[Start of Attachment]
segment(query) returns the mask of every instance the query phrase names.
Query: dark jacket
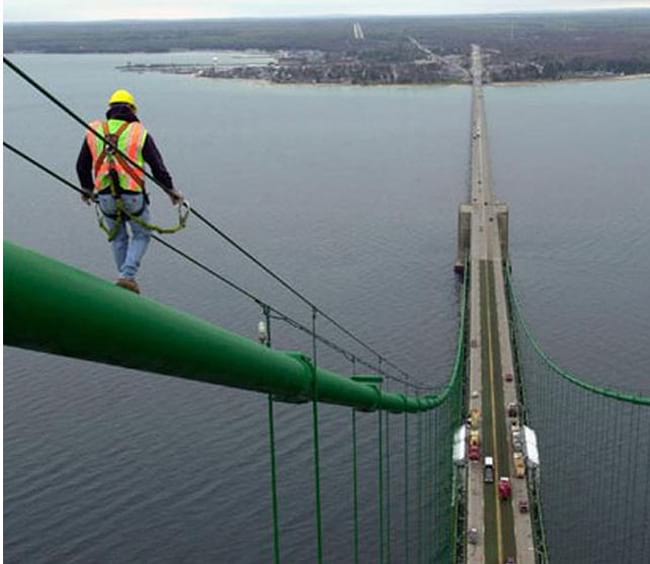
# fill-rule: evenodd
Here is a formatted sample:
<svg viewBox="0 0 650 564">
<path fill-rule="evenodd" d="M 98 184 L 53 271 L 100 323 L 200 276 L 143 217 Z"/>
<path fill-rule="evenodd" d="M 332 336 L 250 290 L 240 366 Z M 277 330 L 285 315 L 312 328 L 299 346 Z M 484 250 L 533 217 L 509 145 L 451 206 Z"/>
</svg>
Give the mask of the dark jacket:
<svg viewBox="0 0 650 564">
<path fill-rule="evenodd" d="M 106 119 L 120 119 L 122 121 L 139 121 L 136 115 L 133 113 L 131 108 L 126 104 L 118 104 L 112 106 L 106 112 Z M 147 138 L 144 142 L 144 147 L 142 148 L 142 156 L 144 161 L 151 168 L 151 174 L 153 177 L 160 182 L 167 192 L 174 191 L 174 184 L 172 183 L 172 177 L 167 172 L 165 163 L 163 163 L 158 147 L 153 140 L 151 134 L 147 133 Z M 81 187 L 88 191 L 92 192 L 94 189 L 93 182 L 93 156 L 90 152 L 90 147 L 88 147 L 88 142 L 84 138 L 84 142 L 81 145 L 81 150 L 79 151 L 79 157 L 77 157 L 77 176 L 79 177 L 79 182 Z"/>
</svg>

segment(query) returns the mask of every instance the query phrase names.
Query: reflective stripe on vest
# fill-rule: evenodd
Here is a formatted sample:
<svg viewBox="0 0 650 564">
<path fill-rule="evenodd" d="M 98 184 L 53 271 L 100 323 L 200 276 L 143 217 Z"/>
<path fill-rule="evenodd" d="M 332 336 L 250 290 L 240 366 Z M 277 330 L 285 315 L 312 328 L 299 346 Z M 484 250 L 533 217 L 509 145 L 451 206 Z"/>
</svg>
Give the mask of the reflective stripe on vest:
<svg viewBox="0 0 650 564">
<path fill-rule="evenodd" d="M 94 121 L 90 127 L 100 135 L 119 135 L 117 148 L 134 163 L 144 167 L 142 149 L 147 138 L 147 130 L 141 123 L 125 122 L 119 119 Z M 117 173 L 120 188 L 130 192 L 144 190 L 144 172 L 124 158 L 119 152 L 111 151 L 110 146 L 91 133 L 86 134 L 86 141 L 93 157 L 93 174 L 95 177 L 95 192 L 101 192 L 111 186 L 111 170 Z M 107 150 L 108 149 L 108 150 Z"/>
</svg>

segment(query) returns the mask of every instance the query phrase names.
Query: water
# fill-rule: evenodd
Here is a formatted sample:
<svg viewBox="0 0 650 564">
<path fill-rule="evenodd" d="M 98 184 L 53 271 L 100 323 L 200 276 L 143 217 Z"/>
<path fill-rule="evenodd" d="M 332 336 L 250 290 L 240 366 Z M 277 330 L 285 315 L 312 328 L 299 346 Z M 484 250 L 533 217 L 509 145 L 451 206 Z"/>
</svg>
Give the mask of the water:
<svg viewBox="0 0 650 564">
<path fill-rule="evenodd" d="M 515 279 L 545 350 L 590 382 L 650 393 L 650 81 L 498 88 L 493 172 Z"/>
<path fill-rule="evenodd" d="M 145 58 L 157 61 L 128 56 Z M 88 119 L 101 115 L 116 87 L 133 90 L 178 187 L 205 215 L 395 362 L 431 384 L 447 380 L 468 88 L 122 74 L 113 69 L 127 60 L 119 55 L 14 60 Z M 74 179 L 79 126 L 11 73 L 4 78 L 5 139 Z M 649 94 L 649 81 L 487 92 L 496 189 L 511 204 L 514 274 L 532 327 L 585 378 L 646 392 Z M 77 195 L 5 155 L 5 236 L 115 277 Z M 155 190 L 154 214 L 171 224 Z M 201 226 L 174 242 L 309 321 L 304 307 Z M 140 283 L 155 299 L 254 336 L 255 306 L 155 244 Z M 279 348 L 310 350 L 281 327 L 274 339 Z M 322 354 L 329 367 L 349 371 Z M 5 349 L 4 393 L 8 561 L 269 560 L 265 398 L 13 349 Z M 310 418 L 308 406 L 277 408 L 288 561 L 315 554 Z M 344 561 L 349 412 L 323 406 L 321 419 L 326 555 Z M 361 475 L 374 477 L 375 420 L 360 419 Z M 395 439 L 399 429 L 395 422 Z M 372 560 L 374 478 L 362 480 L 362 507 L 362 551 Z M 403 523 L 394 520 L 401 554 Z"/>
</svg>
[End of Attachment]
- Instructions to follow:
Retype each line of the listing above word for word. Exclude the pictures.

- Output of the exercise:
segment(query) returns the mask of every instance the query phrase names.
Query: dark jacket
# fill-rule: evenodd
Here is a formatted sample:
<svg viewBox="0 0 650 564">
<path fill-rule="evenodd" d="M 98 184 L 53 271 L 100 323 L 200 276 L 143 217 Z"/>
<path fill-rule="evenodd" d="M 332 336 L 250 290 L 240 366 Z M 277 330 L 285 315 L 312 328 L 299 346 Z M 484 250 L 533 217 L 509 145 L 451 206 Z"/>
</svg>
Give the mask of the dark jacket:
<svg viewBox="0 0 650 564">
<path fill-rule="evenodd" d="M 106 119 L 120 119 L 122 121 L 139 121 L 136 115 L 133 113 L 131 108 L 126 104 L 118 104 L 112 106 L 106 112 Z M 147 138 L 144 142 L 144 147 L 142 148 L 142 156 L 144 161 L 151 168 L 151 174 L 153 177 L 160 182 L 167 192 L 174 191 L 174 184 L 172 183 L 172 177 L 167 172 L 165 163 L 163 163 L 158 147 L 153 140 L 151 134 L 147 133 Z M 81 187 L 88 191 L 92 192 L 94 189 L 93 182 L 93 156 L 90 152 L 90 147 L 88 147 L 88 142 L 84 138 L 84 142 L 81 145 L 81 150 L 79 151 L 79 157 L 77 157 L 77 176 L 79 177 L 79 182 Z"/>
</svg>

segment(query) returns the mask of every instance the query phrase names.
Query: reflective stripe on vest
# fill-rule: evenodd
Here is a formatted sample:
<svg viewBox="0 0 650 564">
<path fill-rule="evenodd" d="M 98 184 L 53 271 L 100 323 L 200 276 L 143 217 Z"/>
<path fill-rule="evenodd" d="M 332 336 L 250 290 L 240 366 Z M 277 330 L 285 315 L 312 328 L 299 346 Z M 484 250 L 533 217 L 509 145 L 451 206 Z"/>
</svg>
Give the mask of the reflective stripe on vest:
<svg viewBox="0 0 650 564">
<path fill-rule="evenodd" d="M 94 121 L 90 127 L 100 135 L 119 135 L 117 148 L 134 163 L 144 167 L 142 149 L 147 138 L 147 130 L 141 123 L 125 122 L 119 119 Z M 117 173 L 120 188 L 130 192 L 144 190 L 144 172 L 124 158 L 119 152 L 111 151 L 110 146 L 91 133 L 86 134 L 86 141 L 93 157 L 93 174 L 95 177 L 95 192 L 101 192 L 111 186 L 111 170 Z M 107 150 L 108 149 L 108 150 Z"/>
</svg>

segment(query) returns the mask of every instance the query phrase names.
Query: water
# fill-rule: evenodd
Here is a formatted sample:
<svg viewBox="0 0 650 564">
<path fill-rule="evenodd" d="M 98 184 L 53 271 L 100 323 L 200 276 L 143 217 Z"/>
<path fill-rule="evenodd" d="M 332 336 L 250 290 L 240 366 Z M 277 330 L 285 315 L 312 328 L 299 346 Z M 484 250 L 533 217 L 509 145 L 451 206 Z"/>
</svg>
Give the mask of the water:
<svg viewBox="0 0 650 564">
<path fill-rule="evenodd" d="M 515 279 L 545 350 L 590 382 L 650 393 L 650 81 L 498 88 L 493 172 Z"/>
<path fill-rule="evenodd" d="M 145 58 L 157 61 L 128 56 Z M 88 119 L 101 115 L 116 87 L 133 90 L 178 187 L 205 215 L 395 362 L 431 384 L 447 380 L 468 88 L 122 74 L 113 69 L 127 60 L 119 55 L 14 60 Z M 74 179 L 79 126 L 11 73 L 4 78 L 5 139 Z M 649 94 L 649 81 L 487 92 L 496 189 L 511 204 L 514 274 L 532 327 L 585 378 L 646 392 Z M 77 195 L 5 155 L 5 236 L 115 277 Z M 155 190 L 154 214 L 171 224 Z M 201 226 L 174 242 L 309 321 L 304 307 Z M 140 283 L 155 299 L 254 336 L 255 306 L 155 244 Z M 279 348 L 310 350 L 281 327 L 274 339 Z M 322 354 L 329 367 L 349 371 Z M 5 349 L 4 393 L 8 561 L 269 560 L 265 398 L 13 349 Z M 310 418 L 308 406 L 277 408 L 288 561 L 315 554 Z M 344 561 L 349 412 L 323 406 L 321 419 L 326 555 Z M 361 475 L 374 477 L 375 420 L 360 419 Z M 395 439 L 399 429 L 395 422 Z M 372 560 L 374 478 L 362 480 L 362 507 L 362 551 Z M 403 523 L 394 520 L 401 554 Z"/>
</svg>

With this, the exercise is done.